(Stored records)
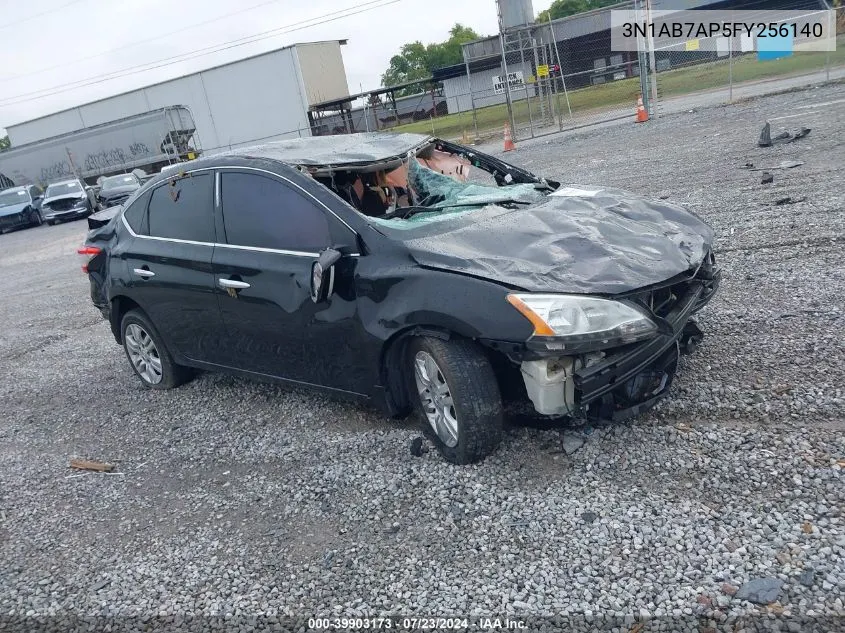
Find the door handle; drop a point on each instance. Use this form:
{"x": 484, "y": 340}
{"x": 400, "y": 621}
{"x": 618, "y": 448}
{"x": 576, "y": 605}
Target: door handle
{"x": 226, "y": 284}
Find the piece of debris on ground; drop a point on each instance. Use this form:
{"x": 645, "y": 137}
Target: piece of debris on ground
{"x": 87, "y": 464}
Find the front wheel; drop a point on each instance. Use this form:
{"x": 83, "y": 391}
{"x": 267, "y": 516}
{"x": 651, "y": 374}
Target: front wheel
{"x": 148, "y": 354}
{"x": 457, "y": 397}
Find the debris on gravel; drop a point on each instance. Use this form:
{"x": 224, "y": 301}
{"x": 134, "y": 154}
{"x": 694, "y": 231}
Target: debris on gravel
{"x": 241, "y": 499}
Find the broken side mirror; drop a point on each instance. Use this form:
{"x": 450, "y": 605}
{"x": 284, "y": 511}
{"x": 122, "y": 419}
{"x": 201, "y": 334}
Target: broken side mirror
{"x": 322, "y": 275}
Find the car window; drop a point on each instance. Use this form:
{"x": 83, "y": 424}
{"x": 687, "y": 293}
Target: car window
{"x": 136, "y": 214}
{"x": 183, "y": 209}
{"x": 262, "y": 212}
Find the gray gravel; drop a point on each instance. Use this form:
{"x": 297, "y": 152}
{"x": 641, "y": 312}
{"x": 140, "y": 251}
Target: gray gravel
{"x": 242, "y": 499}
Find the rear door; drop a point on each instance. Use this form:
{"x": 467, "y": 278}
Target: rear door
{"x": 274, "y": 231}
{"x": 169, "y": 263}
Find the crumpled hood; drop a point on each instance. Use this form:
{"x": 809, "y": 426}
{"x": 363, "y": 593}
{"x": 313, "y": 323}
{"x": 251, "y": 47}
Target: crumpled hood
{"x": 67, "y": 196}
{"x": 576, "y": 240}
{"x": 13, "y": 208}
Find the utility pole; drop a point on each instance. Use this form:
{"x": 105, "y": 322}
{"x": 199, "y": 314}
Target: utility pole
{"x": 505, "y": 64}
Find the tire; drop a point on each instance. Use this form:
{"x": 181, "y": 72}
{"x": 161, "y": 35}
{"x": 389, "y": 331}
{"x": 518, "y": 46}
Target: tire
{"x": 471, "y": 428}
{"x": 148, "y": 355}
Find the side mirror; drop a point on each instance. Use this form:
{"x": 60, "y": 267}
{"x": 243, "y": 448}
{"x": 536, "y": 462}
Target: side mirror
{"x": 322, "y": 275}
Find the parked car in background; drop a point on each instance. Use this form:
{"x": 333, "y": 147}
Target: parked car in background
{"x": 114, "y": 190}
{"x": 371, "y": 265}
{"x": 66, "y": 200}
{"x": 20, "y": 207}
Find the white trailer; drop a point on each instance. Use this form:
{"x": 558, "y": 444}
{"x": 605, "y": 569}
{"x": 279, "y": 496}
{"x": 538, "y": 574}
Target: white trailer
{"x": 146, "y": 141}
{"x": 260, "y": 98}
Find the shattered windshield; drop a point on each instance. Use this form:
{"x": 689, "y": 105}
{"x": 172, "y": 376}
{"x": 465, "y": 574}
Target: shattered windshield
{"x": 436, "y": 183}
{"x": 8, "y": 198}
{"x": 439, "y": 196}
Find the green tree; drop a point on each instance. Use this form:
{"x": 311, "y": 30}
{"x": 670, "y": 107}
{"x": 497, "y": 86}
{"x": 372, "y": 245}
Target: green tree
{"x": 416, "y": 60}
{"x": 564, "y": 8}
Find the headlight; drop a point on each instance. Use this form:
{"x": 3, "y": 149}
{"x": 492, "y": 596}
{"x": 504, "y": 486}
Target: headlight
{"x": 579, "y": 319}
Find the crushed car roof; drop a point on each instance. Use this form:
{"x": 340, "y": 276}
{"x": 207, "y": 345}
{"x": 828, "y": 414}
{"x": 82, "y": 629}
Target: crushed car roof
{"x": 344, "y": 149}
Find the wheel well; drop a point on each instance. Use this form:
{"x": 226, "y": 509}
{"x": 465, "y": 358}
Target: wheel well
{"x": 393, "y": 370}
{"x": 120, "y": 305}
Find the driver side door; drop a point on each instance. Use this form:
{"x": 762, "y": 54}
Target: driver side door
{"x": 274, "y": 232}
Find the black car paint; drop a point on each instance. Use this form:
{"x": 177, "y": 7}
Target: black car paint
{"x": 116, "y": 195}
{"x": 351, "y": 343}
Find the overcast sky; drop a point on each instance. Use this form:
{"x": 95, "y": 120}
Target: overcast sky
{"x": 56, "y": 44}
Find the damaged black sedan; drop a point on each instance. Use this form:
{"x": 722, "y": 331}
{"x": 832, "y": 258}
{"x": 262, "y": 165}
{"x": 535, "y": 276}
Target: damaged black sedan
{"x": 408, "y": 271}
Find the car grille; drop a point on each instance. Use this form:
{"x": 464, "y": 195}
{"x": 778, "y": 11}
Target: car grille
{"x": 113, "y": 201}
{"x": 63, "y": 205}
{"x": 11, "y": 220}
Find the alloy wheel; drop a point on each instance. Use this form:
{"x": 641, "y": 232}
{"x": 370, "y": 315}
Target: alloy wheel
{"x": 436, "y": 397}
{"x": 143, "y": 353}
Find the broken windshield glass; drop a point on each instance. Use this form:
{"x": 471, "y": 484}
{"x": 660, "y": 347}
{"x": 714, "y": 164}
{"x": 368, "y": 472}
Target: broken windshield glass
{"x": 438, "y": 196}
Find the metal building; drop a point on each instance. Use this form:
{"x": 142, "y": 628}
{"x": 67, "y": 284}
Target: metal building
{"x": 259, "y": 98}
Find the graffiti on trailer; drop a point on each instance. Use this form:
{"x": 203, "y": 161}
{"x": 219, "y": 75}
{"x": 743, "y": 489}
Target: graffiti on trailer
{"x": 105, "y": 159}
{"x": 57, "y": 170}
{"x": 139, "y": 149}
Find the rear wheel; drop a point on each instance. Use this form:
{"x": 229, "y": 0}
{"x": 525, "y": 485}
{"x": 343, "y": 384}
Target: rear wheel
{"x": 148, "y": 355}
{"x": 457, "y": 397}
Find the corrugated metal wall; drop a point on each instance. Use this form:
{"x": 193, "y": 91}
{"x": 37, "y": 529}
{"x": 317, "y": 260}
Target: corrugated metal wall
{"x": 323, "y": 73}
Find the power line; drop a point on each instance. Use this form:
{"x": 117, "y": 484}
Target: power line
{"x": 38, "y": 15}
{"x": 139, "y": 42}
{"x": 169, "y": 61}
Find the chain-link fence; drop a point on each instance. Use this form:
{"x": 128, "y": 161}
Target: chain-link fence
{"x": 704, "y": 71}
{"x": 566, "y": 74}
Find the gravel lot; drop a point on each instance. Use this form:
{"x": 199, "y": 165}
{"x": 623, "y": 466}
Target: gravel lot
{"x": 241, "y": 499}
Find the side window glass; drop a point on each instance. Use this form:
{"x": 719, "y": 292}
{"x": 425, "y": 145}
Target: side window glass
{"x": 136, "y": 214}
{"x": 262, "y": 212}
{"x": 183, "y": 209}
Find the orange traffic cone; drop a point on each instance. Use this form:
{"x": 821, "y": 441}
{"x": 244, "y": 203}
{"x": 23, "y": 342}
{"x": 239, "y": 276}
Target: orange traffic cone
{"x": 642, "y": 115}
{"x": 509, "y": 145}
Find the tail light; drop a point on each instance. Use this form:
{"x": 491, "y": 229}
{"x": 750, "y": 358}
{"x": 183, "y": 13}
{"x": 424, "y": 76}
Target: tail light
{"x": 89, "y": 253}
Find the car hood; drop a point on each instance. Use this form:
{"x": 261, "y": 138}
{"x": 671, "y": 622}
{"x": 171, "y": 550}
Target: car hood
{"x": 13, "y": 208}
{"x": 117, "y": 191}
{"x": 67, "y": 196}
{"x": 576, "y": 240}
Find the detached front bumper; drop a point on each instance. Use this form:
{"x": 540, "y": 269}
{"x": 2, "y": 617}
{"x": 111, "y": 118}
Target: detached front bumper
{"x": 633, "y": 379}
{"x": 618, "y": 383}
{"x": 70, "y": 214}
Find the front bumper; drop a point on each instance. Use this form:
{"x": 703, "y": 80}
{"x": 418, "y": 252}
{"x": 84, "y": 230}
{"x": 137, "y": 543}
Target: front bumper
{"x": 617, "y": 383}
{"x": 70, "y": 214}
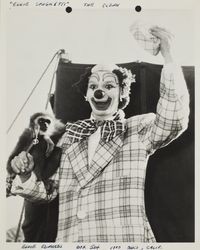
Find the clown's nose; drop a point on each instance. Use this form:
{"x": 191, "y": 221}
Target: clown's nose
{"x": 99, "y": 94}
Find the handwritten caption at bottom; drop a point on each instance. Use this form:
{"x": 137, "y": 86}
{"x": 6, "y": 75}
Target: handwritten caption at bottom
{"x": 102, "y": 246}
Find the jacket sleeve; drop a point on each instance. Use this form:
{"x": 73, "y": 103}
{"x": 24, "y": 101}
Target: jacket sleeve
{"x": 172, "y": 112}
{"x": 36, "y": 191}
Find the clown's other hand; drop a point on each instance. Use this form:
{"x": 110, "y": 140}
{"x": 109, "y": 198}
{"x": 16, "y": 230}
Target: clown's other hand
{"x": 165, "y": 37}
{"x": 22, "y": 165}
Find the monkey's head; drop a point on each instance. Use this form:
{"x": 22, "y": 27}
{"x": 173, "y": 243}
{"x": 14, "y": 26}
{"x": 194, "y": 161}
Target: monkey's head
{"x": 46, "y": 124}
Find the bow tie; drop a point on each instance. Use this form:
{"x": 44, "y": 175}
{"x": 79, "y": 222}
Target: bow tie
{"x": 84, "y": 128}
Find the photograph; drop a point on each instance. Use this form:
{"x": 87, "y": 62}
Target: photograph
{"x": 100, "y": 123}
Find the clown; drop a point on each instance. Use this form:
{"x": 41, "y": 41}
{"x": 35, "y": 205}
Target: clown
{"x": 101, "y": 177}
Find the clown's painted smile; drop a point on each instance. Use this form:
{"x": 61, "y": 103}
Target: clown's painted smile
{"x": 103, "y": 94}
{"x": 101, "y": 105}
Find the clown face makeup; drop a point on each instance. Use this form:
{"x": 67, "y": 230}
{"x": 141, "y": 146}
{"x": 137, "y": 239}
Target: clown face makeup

==

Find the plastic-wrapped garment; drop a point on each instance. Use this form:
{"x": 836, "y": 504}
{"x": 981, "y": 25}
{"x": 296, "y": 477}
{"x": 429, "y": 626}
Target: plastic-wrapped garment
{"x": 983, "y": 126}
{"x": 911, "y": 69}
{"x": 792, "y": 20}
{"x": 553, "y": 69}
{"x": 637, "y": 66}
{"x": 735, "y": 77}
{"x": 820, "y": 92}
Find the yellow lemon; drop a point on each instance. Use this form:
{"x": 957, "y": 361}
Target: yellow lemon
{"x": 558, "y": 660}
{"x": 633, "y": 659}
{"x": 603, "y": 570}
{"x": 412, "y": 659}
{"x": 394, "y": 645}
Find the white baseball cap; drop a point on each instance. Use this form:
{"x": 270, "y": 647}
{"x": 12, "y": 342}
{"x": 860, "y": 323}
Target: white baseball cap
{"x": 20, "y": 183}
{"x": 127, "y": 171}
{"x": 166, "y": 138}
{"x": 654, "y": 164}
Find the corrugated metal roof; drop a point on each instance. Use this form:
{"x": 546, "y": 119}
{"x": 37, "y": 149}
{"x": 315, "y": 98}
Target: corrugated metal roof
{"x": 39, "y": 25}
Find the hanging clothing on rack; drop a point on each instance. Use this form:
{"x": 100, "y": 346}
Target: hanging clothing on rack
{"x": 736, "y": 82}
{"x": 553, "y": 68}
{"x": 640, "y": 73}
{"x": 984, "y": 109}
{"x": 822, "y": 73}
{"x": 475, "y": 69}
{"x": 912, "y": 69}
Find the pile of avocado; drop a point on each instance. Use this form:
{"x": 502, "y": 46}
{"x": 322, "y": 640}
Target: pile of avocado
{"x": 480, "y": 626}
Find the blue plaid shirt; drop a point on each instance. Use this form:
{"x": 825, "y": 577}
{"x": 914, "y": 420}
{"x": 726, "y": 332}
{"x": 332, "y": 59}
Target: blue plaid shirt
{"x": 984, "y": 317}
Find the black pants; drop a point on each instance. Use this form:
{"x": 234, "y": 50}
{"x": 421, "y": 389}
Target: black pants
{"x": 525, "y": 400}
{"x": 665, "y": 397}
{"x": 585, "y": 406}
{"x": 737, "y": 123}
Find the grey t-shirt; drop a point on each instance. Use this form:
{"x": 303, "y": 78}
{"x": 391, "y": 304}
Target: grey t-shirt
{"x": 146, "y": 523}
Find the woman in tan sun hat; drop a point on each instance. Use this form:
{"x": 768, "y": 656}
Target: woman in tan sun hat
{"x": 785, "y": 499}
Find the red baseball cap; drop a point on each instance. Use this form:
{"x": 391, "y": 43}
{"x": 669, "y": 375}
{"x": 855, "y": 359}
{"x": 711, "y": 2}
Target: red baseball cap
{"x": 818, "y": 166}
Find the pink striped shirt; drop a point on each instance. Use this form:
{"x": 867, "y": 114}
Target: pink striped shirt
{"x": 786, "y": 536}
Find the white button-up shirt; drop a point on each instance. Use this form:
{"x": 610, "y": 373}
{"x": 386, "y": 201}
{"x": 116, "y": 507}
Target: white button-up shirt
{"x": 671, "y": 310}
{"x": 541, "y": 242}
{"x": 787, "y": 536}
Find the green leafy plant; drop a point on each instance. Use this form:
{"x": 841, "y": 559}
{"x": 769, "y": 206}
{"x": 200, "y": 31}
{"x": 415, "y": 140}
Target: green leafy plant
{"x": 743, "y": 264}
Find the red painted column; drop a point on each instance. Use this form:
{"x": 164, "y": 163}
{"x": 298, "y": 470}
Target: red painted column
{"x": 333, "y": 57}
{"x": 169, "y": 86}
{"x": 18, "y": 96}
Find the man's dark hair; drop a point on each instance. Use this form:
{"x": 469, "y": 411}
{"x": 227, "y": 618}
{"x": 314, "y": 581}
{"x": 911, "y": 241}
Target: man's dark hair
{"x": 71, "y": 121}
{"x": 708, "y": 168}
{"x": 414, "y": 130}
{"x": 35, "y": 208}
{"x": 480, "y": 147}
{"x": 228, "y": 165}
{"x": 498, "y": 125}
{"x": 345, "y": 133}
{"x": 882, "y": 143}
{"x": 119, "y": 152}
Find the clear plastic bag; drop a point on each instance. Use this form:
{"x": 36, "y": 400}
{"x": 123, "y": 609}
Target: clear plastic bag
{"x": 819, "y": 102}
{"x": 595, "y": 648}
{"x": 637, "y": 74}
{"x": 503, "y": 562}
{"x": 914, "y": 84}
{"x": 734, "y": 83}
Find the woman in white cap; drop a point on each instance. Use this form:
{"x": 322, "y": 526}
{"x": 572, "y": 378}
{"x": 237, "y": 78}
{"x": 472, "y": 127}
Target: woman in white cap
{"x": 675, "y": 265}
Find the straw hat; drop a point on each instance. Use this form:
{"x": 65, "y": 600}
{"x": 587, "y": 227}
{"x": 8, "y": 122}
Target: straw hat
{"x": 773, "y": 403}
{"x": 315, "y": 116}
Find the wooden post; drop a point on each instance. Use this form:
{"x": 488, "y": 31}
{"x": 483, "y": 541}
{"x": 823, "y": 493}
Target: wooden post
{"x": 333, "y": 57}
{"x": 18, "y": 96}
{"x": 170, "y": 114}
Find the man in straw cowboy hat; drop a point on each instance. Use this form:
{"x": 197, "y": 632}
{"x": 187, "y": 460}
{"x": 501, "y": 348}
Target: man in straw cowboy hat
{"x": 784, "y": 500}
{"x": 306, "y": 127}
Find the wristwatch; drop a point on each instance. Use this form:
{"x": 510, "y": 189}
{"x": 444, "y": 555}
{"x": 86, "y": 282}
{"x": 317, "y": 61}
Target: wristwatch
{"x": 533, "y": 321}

- **Work to be completed**
Write out each line of the data that holds the string "face".

- **Exercise response**
Find the clown face makeup; drop a point on each instance. Use this form:
Target: clown face makeup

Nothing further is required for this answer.